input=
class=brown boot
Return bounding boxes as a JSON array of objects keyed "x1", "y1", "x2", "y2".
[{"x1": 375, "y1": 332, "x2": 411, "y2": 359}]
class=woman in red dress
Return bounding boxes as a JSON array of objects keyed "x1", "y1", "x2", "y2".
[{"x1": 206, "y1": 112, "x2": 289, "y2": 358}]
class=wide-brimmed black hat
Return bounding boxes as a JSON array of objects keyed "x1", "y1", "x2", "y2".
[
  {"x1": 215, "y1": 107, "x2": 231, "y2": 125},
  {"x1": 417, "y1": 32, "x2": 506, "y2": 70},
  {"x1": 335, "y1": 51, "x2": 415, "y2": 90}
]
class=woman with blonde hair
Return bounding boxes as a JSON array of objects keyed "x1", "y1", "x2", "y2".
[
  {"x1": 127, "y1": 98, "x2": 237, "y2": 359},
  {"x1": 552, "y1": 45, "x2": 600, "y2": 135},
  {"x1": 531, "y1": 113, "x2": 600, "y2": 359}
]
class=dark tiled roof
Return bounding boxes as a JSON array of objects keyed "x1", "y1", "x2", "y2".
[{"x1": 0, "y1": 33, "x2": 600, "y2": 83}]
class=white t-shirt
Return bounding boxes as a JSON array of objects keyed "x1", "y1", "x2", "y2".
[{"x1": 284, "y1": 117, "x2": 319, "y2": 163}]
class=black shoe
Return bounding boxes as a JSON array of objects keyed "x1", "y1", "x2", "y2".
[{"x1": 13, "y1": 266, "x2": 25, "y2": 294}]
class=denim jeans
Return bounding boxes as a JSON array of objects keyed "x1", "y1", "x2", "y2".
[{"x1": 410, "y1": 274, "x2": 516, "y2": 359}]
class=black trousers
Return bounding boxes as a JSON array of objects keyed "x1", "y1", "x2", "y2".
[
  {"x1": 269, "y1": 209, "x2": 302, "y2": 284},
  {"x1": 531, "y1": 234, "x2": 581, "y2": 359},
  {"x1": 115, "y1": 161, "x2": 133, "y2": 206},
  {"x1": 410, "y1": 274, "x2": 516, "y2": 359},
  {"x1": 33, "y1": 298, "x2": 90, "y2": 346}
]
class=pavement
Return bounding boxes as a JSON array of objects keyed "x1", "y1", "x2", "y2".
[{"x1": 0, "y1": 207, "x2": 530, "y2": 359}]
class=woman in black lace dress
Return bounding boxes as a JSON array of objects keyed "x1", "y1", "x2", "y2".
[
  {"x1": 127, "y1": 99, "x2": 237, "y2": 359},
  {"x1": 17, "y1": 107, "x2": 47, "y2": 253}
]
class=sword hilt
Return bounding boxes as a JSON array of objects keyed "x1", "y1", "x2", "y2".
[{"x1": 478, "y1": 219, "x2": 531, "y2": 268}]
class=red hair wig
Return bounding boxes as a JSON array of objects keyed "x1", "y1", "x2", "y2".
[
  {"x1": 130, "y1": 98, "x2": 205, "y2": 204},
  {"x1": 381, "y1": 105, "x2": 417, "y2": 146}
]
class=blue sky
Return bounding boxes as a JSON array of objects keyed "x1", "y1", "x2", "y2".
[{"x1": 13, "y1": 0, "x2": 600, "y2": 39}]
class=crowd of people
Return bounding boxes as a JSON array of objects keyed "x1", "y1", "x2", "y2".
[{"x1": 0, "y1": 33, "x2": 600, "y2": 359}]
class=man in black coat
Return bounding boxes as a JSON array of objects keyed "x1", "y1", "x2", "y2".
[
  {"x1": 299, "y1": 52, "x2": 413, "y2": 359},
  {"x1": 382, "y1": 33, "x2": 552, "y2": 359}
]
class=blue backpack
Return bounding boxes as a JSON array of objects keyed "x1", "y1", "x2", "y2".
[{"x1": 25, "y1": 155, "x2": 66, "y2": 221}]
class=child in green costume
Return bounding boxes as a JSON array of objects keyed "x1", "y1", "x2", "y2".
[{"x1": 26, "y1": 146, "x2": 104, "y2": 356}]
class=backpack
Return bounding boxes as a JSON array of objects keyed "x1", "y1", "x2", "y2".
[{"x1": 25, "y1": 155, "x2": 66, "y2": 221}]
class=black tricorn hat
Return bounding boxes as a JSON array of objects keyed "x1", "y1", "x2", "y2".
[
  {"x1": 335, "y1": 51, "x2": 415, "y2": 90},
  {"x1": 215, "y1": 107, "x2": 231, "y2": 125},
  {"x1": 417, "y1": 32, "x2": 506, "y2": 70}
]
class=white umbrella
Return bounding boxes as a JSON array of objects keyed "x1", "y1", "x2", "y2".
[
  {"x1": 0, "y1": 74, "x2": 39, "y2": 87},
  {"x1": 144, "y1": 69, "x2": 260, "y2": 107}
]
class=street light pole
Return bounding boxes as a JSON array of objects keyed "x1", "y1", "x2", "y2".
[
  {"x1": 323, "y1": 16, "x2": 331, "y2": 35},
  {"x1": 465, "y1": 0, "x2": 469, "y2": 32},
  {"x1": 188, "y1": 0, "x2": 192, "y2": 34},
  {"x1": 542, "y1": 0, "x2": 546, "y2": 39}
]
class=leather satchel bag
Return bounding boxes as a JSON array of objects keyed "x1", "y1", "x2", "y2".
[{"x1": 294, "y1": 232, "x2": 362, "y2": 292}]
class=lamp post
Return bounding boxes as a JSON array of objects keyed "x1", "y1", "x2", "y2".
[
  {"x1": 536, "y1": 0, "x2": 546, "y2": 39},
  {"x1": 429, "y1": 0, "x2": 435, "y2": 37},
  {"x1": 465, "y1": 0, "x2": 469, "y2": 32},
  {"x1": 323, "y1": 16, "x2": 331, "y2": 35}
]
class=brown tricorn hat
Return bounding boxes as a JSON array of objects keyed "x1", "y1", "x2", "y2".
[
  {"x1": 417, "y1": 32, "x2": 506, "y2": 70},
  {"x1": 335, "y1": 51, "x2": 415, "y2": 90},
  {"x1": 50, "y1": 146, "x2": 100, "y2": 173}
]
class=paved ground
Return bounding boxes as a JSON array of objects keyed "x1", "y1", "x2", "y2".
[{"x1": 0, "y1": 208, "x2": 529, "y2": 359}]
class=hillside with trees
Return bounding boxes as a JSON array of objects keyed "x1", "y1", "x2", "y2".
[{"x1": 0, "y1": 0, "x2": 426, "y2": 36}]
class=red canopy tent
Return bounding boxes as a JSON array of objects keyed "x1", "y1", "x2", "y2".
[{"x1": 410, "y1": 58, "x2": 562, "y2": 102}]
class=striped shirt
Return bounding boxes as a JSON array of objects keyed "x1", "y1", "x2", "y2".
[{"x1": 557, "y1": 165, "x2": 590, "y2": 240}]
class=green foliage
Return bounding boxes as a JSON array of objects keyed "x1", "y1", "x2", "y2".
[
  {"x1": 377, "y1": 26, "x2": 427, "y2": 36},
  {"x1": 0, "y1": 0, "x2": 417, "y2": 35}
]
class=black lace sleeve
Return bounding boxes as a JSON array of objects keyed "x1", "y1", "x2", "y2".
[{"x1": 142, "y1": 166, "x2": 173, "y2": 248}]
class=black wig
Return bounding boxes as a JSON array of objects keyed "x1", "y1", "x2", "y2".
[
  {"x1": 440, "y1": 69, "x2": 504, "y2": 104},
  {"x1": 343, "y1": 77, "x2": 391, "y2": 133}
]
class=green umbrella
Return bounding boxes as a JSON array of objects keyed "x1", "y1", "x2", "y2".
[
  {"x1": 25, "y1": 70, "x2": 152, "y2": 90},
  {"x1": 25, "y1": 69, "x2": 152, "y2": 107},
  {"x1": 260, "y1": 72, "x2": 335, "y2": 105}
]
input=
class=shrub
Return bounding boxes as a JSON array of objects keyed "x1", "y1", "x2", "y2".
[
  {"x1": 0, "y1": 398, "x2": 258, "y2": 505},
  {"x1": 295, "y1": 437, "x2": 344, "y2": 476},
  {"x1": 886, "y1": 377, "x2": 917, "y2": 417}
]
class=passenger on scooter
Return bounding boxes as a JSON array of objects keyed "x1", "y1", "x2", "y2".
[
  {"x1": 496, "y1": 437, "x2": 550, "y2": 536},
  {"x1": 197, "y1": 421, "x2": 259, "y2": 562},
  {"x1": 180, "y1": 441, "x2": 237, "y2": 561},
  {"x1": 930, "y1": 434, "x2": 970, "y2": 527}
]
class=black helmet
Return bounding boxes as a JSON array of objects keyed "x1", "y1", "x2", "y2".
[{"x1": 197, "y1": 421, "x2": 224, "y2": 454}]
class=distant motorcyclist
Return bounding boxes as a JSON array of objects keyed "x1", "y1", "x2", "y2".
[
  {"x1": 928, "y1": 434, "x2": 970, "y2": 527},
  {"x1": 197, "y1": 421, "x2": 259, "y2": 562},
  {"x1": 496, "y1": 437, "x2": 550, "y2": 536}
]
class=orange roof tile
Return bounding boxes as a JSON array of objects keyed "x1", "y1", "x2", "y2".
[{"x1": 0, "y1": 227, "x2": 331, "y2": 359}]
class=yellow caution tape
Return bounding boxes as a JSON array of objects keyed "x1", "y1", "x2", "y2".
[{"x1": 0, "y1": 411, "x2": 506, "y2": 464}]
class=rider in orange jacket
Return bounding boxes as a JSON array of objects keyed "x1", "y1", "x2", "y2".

**EXERCISE AIM**
Rewrite the lines of the records from the one containing "class=yellow caution tape" through the end of the records, inclusive, as a JSON list of strings with one string per line and blank lines left out.

**EXERCISE RESPONSE**
[
  "class=yellow caution tape",
  "Return bounding boxes as a JSON array of objects keyed \"x1\", \"y1\", \"x2\", \"y2\".",
  "[{\"x1\": 0, \"y1\": 411, \"x2\": 506, \"y2\": 464}]",
  "class=rider in orange jacket",
  "Return bounding boxes as a JSON array of objects keyed \"x1\", \"y1\", \"x2\", \"y2\"."
]